== Dataset extract

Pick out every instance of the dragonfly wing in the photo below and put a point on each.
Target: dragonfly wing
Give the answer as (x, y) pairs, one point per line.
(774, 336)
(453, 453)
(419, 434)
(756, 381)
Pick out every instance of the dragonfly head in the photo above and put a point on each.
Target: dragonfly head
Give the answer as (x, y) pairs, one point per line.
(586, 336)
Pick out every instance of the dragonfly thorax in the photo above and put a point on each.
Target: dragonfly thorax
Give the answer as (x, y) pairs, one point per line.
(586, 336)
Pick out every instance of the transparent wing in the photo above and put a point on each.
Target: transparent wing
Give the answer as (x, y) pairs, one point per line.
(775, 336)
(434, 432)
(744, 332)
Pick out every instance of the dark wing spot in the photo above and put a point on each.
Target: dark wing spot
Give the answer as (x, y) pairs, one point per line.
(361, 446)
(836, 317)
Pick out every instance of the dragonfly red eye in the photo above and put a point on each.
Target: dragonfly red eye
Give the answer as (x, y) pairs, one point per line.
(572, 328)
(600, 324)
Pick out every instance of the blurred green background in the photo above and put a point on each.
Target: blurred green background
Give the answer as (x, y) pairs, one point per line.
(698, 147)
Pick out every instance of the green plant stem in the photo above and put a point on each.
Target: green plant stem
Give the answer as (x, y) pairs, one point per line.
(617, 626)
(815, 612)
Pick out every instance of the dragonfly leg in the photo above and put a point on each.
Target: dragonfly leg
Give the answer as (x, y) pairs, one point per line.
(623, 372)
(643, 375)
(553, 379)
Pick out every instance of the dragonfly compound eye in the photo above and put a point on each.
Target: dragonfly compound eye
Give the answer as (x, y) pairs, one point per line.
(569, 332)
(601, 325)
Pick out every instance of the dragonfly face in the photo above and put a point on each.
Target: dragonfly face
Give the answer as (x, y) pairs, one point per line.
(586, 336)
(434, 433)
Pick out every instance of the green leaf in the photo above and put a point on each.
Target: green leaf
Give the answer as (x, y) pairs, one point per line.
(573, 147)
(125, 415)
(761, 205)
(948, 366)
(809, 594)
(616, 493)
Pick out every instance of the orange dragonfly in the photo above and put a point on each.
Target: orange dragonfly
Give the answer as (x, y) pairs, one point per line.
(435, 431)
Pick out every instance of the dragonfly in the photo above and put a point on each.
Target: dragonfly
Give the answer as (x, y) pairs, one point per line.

====

[Instructions for the task] From the records above, extract every entry exactly as given.

[Solution to this problem]
Pick out every instance of the dragonfly wing in the photo below and put a point on each.
Target: dragonfly wing
Give the answer as (x, y) pairs, one point per line.
(774, 336)
(453, 453)
(419, 434)
(756, 381)
Pick out every instance of the dragonfly head in the photo above and put a point on each.
Target: dragonfly head
Give the answer as (x, y) pairs, one point per line.
(586, 336)
Pick out every instance of the dragonfly thorax in the photo above and put a point on each.
Target: dragonfly thorax
Give the answer as (x, y) pairs, one point per line.
(586, 336)
Pick out every instance of the transparent wing in the photo above and put a point on each.
Target: transparent wing
Give the answer as (x, y) pairs, one point per line.
(775, 336)
(434, 432)
(744, 332)
Pick out every instance of the dark wing spot in the photo above and put a point on each.
Target: dark wing spot
Give the answer as (x, y) pairs, one point per line.
(361, 446)
(836, 317)
Pick out every instance of the dragonfly red eye in the photo above and put a point on each.
Target: dragonfly red eye
Give the answer as (x, y) pairs, one point per line.
(572, 328)
(600, 324)
Pick out every instance of the blurred green background in the photo above and put a point on each.
Target: blurred green background
Give the answer as (x, y) pairs, one point per line.
(698, 147)
Pick out every instance of the green plant stem in the photo above and put a point on each.
Target: green plant stem
Give the answer as (x, y) pairs, one point per line.
(617, 626)
(815, 612)
Pick out every instance of the dragonfly leg in the photo above and put a point on each.
Target: dragonfly leg
Give the answer as (x, y) pairs, one point per line.
(623, 372)
(643, 375)
(553, 379)
Pick out every instance of the dragonfly compound eye in the photo above and put a point on each.
Target: dragonfly compound eye
Give the answer as (x, y) pairs, one point per line.
(569, 332)
(601, 325)
Pick out every instance of the dragonfly face in the photo above and put a point on each.
Target: dragonfly face
Give the answer as (x, y) pairs, one point per line.
(586, 336)
(434, 433)
Pick out every instance of the green leaf in the photo above and put a point on each.
Target: green leaf
Give the answer as (x, y) pairs, one point per line.
(573, 147)
(125, 415)
(761, 205)
(948, 366)
(809, 594)
(616, 493)
Pick out every instance of the orange dragonfly in the photo above and put a point on each.
Target: orange dragonfly
Give the answer as (x, y) pairs, one point per line.
(435, 431)
Pick out every instance of the dragonfly in the photo above and put a point on each.
Target: dragonfly
Give the answer as (x, y) pairs, one point per line.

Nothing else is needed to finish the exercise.